▸ **Requirement**
Please report every line in the entries that contains the string "query".

▸ **Entries shown**
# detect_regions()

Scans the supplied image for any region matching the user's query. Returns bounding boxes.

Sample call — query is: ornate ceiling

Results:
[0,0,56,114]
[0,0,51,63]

▸ **Response to the task**
Scans the supplied image for any region matching the user's query. Returns bounding boxes.
Sample call — query is: ornate ceiling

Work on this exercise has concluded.